— DATA IN THIS EXERCISE —

Begin

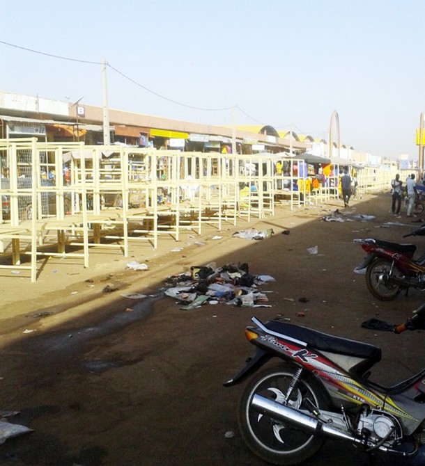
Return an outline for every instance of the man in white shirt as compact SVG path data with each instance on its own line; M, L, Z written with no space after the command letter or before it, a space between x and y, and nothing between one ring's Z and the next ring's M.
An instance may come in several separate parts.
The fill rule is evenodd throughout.
M408 192L408 198L409 200L408 204L408 217L412 216L412 211L415 205L415 200L416 199L416 182L415 182L415 173L412 173L410 178L405 181L405 188Z

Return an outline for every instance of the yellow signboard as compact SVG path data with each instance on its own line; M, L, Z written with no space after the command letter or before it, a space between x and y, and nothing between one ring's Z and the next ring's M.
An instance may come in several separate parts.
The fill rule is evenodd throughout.
M419 145L420 144L420 141L421 141L420 136L419 136L420 132L421 132L421 130L418 128L416 130L416 137L415 138L416 145ZM425 129L422 129L422 144L424 145L425 145Z

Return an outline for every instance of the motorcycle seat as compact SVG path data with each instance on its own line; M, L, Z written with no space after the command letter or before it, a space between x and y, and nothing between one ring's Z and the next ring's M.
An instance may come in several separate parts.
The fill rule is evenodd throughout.
M380 246L382 246L382 248L387 248L399 252L408 254L415 252L416 250L416 246L415 244L400 244L399 243L393 243L392 241L385 241L382 239L376 239L375 242Z
M335 337L280 321L268 321L265 326L273 332L281 334L282 337L288 335L307 343L307 347L313 347L320 351L366 359L371 367L380 361L382 357L381 348L369 343Z

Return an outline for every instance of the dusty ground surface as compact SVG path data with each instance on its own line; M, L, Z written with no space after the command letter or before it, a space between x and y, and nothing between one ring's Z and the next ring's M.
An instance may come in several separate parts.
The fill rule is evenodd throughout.
M380 346L383 360L373 378L383 385L418 371L425 363L423 333L397 336L360 326L371 317L403 321L424 299L412 291L395 301L377 301L364 275L353 273L364 256L354 238L402 241L403 234L417 226L404 215L392 216L390 201L379 195L364 196L345 209L338 202L293 211L280 207L275 216L256 223L240 221L221 232L211 227L200 237L188 234L178 243L162 240L157 251L135 246L129 258L97 250L88 269L72 259L46 259L36 283L2 271L0 410L20 411L10 420L33 432L0 446L0 464L265 465L245 446L238 428L243 386L222 385L252 353L244 330L254 314L261 319L281 314ZM320 220L337 208L347 221ZM353 219L355 214L375 218L361 221ZM275 234L261 241L231 237L253 225L272 227ZM284 230L290 234L282 234ZM212 239L215 235L222 238ZM425 239L412 242L423 250ZM315 246L318 254L311 255L307 248ZM176 246L183 250L171 252ZM126 270L130 260L149 269ZM217 266L247 262L252 273L272 275L276 281L262 286L271 291L272 307L219 304L183 311L163 296L160 289L168 275L212 261ZM102 293L108 284L118 289ZM155 296L121 296L129 292ZM300 302L300 297L308 302ZM229 431L232 438L226 437ZM365 453L333 441L306 464L330 462L369 464ZM378 458L378 464L389 462Z

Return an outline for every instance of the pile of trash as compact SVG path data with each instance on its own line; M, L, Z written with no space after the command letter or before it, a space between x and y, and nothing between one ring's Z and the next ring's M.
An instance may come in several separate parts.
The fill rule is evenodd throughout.
M267 239L270 238L275 232L272 228L268 228L263 232L259 232L255 228L248 228L240 232L235 232L232 234L232 238L242 238L242 239Z
M366 215L364 214L342 214L338 209L330 214L323 216L322 220L324 222L345 222L346 220L360 220L364 222L370 222L375 219L373 215Z
M271 307L266 304L267 294L258 291L257 287L274 281L270 275L249 273L247 263L217 268L212 262L206 266L192 266L190 272L168 277L166 282L169 287L164 294L178 300L184 310L207 302L243 307Z

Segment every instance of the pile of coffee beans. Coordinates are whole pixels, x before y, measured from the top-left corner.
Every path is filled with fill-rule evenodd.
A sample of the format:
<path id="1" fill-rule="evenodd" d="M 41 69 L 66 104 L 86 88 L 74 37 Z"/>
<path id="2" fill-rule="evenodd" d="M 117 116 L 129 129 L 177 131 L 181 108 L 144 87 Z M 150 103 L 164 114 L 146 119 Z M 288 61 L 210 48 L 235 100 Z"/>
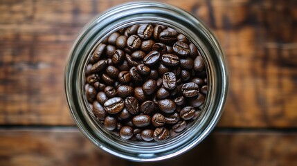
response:
<path id="1" fill-rule="evenodd" d="M 208 92 L 205 64 L 176 30 L 136 24 L 96 48 L 86 68 L 85 92 L 93 113 L 111 133 L 161 142 L 199 116 Z"/>

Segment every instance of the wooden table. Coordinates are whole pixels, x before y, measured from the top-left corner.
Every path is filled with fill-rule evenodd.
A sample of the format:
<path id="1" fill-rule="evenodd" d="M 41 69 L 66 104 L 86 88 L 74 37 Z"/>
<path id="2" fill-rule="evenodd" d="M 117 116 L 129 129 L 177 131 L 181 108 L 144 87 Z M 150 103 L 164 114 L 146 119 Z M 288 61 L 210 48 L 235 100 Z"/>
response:
<path id="1" fill-rule="evenodd" d="M 0 165 L 296 165 L 297 1 L 161 1 L 200 17 L 226 53 L 230 91 L 215 131 L 177 158 L 136 163 L 92 145 L 70 116 L 68 52 L 126 0 L 0 1 Z"/>

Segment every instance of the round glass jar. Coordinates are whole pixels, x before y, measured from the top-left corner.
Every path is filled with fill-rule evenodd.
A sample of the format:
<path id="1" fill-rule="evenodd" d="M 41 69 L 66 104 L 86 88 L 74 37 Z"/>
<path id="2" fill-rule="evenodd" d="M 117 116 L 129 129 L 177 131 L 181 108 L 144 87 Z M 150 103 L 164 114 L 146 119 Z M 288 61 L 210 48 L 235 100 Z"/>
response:
<path id="1" fill-rule="evenodd" d="M 204 59 L 208 93 L 199 117 L 178 136 L 162 142 L 125 140 L 96 120 L 85 98 L 84 73 L 91 53 L 112 33 L 129 26 L 156 24 L 177 30 L 197 48 Z M 181 154 L 202 141 L 217 122 L 226 100 L 228 72 L 224 53 L 212 33 L 187 12 L 167 4 L 127 3 L 98 15 L 81 31 L 73 45 L 65 71 L 65 90 L 71 115 L 93 144 L 134 161 L 156 161 Z"/>

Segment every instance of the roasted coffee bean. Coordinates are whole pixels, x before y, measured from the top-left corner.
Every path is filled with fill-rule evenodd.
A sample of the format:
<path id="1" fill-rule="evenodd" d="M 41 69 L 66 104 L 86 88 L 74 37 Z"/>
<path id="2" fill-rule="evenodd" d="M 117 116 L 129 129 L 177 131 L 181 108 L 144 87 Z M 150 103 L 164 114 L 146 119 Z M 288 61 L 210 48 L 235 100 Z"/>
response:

End

— OBJECTIVE —
Recast the part of the entries that opens with the line containing "Segment every instance of the pile" and closes with the line containing "0 165 L 296" as a Markdown table with the columns Row and Line, one numbered row per line and blank lines left out. Leave the pictures out of the table.

— WORKED ANSWER —
| Row | Line |
|---|---|
| 1 | Segment every instance of the pile of coffee beans. Coordinates are whole pixels, x before y, measured from the top-left corner. |
| 2 | Every path is filled with fill-rule evenodd. |
| 3 | A sample of the format: |
| 4 | <path id="1" fill-rule="evenodd" d="M 41 69 L 66 104 L 86 88 L 74 37 Z"/> |
| 5 | <path id="2" fill-rule="evenodd" d="M 117 116 L 129 129 L 177 131 L 181 108 L 144 87 Z M 150 103 L 164 114 L 146 119 Z M 288 61 L 210 48 L 235 100 Z"/> |
| 6 | response: |
| 7 | <path id="1" fill-rule="evenodd" d="M 208 92 L 205 64 L 176 30 L 136 24 L 96 48 L 86 68 L 85 92 L 93 113 L 111 133 L 161 142 L 199 116 Z"/> |
| 8 | Segment every instance of the wooden table. Coordinates are whole pixels, x before y, measured from the top-left corner. |
| 9 | Every path is filled with fill-rule evenodd. |
| 10 | A sample of the format: |
| 11 | <path id="1" fill-rule="evenodd" d="M 41 69 L 66 104 L 86 88 L 74 37 Z"/> |
| 12 | <path id="2" fill-rule="evenodd" d="M 117 116 L 129 129 L 177 131 L 181 108 L 144 87 Z M 150 103 L 164 114 L 146 119 Z M 288 61 L 210 48 L 235 100 Z"/> |
| 13 | response: |
| 14 | <path id="1" fill-rule="evenodd" d="M 0 165 L 296 165 L 297 1 L 161 1 L 200 17 L 226 53 L 230 91 L 215 131 L 177 158 L 136 163 L 92 145 L 70 116 L 68 52 L 126 0 L 0 1 Z"/> |